Records in a dataset:
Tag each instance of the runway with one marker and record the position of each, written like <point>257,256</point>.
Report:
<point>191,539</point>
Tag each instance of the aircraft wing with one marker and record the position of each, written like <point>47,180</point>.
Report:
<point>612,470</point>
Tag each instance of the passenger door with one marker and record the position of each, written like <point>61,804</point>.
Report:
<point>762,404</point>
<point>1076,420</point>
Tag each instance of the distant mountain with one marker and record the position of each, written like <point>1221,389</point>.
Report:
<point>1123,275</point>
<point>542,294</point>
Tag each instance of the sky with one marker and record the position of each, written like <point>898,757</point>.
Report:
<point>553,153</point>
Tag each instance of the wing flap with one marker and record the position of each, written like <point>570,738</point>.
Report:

EXERCISE — Recast the stretch from the start of the records through the line containing "<point>191,539</point>" as a JSON list of strings, one string per line and blank lines left out.

TASK RESPONSE —
[
  "Tag each instance of the runway with one marker and record the position of each, written like <point>257,256</point>.",
  "Report:",
  "<point>191,539</point>"
]